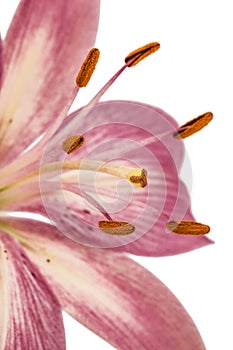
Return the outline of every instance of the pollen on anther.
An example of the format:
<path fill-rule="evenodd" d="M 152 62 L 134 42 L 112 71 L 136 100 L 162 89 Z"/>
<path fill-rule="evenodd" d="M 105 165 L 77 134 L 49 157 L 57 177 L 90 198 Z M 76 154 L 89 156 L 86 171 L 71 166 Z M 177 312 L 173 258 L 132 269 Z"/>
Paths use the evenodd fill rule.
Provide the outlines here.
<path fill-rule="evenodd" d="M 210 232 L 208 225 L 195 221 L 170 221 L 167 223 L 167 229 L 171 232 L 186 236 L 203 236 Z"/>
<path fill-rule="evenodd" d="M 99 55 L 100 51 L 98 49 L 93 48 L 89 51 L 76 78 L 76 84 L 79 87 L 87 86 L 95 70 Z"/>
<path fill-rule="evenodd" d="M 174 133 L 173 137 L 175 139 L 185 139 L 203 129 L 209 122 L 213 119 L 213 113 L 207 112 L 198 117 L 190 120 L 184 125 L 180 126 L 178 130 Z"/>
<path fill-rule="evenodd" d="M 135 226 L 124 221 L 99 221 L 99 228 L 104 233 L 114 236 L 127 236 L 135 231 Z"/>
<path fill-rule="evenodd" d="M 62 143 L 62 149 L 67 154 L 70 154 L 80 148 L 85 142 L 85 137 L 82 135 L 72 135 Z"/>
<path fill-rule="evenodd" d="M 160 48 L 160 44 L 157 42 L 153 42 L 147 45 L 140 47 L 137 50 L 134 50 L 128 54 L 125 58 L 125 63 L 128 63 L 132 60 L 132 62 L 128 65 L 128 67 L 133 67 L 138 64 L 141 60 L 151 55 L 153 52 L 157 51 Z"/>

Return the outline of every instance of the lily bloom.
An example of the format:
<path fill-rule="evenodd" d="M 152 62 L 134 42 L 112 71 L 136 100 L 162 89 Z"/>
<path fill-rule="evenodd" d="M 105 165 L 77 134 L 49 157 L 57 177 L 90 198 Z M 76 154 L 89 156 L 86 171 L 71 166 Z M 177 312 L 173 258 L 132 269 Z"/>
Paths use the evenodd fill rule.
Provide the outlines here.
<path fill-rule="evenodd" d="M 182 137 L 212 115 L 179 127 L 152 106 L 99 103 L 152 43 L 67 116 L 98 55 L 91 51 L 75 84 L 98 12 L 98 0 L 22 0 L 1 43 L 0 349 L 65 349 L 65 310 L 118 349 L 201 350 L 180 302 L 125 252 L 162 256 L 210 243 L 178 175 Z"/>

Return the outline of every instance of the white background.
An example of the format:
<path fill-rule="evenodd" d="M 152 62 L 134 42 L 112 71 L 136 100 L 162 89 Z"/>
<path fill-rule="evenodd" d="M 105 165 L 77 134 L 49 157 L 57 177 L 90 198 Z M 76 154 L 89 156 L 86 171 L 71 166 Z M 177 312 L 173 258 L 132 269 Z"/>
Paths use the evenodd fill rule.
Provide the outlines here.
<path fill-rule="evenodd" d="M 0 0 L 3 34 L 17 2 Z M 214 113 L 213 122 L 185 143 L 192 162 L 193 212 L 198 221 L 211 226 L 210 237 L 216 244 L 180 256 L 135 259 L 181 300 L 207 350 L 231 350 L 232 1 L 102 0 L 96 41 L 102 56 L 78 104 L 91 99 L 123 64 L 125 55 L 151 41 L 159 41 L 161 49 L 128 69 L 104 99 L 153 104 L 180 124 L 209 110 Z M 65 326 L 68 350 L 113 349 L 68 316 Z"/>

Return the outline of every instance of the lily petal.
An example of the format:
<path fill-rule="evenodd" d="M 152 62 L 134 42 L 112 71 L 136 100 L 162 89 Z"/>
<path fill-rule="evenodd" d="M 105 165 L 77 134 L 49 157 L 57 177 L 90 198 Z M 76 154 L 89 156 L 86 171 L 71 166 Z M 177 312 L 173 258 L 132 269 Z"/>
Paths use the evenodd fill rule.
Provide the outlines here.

■ **Instructions for the task**:
Copy each line above that has the word "instance".

■ **Problem solution**:
Return the outline of every instance of the pollen on anther.
Return the outline of every instance of the lily bloom.
Return the outline of every instance of the white background.
Return the outline of every instance of the lily petal.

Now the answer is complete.